Task objective:
Pick out each line in the material below that contains the string "outline" (case counts), and copy every one of those lines in full.
════════
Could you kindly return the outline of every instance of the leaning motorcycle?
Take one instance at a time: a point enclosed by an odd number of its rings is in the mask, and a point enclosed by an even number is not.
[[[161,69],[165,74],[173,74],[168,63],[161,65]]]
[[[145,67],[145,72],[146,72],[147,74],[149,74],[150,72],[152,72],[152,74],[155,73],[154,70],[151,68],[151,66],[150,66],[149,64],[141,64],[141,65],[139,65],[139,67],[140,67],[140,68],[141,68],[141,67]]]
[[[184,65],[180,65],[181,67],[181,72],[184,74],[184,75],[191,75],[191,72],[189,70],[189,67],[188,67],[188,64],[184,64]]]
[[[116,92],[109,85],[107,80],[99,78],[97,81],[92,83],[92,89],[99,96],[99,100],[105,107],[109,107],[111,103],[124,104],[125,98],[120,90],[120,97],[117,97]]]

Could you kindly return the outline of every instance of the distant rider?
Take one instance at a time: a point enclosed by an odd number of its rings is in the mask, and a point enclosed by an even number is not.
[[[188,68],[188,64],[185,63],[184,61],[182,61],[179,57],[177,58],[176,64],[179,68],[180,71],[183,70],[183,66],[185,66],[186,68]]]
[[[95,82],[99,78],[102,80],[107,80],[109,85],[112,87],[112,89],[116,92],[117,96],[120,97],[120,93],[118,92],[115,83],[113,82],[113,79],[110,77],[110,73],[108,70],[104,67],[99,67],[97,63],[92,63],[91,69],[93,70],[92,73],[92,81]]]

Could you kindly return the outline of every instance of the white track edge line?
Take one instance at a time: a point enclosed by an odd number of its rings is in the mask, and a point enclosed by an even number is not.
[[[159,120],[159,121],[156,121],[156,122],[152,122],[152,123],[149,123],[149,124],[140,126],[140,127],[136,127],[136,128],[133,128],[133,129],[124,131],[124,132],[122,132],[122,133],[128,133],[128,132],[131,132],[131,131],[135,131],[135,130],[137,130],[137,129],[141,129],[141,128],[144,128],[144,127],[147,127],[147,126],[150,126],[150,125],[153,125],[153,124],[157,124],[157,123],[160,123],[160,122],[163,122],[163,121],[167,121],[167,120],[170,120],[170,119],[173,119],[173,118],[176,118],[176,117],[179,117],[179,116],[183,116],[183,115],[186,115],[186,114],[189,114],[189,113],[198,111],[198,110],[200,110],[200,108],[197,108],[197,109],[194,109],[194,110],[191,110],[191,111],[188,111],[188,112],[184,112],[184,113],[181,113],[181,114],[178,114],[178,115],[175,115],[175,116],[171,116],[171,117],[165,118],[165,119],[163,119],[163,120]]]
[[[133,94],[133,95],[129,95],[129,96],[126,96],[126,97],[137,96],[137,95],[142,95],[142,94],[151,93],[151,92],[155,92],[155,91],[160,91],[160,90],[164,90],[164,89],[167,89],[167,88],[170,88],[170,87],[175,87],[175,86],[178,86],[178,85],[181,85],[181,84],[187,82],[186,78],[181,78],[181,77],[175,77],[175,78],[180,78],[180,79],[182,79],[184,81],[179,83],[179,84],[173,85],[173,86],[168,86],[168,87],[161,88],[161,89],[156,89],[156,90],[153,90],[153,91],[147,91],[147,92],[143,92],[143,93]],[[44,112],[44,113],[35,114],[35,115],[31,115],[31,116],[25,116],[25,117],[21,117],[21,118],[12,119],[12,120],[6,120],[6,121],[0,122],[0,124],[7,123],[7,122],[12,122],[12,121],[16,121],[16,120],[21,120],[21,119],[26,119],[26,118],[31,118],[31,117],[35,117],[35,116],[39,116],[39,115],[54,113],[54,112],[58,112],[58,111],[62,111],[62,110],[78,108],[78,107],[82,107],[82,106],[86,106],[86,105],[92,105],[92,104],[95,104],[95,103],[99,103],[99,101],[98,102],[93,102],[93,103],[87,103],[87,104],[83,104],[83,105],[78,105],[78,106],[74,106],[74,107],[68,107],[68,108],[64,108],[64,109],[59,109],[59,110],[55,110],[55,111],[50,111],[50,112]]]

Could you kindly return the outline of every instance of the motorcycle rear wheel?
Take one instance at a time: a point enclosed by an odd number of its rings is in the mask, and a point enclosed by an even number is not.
════════
Output below:
Could you kindly return the outline of every instance of the leaning motorcycle?
Could you kindly return the outline of every instance of the distant rider?
Could you kindly return the outline of every instance of the white track edge line?
Could you kindly return the outline of every instance of the motorcycle rear wheel?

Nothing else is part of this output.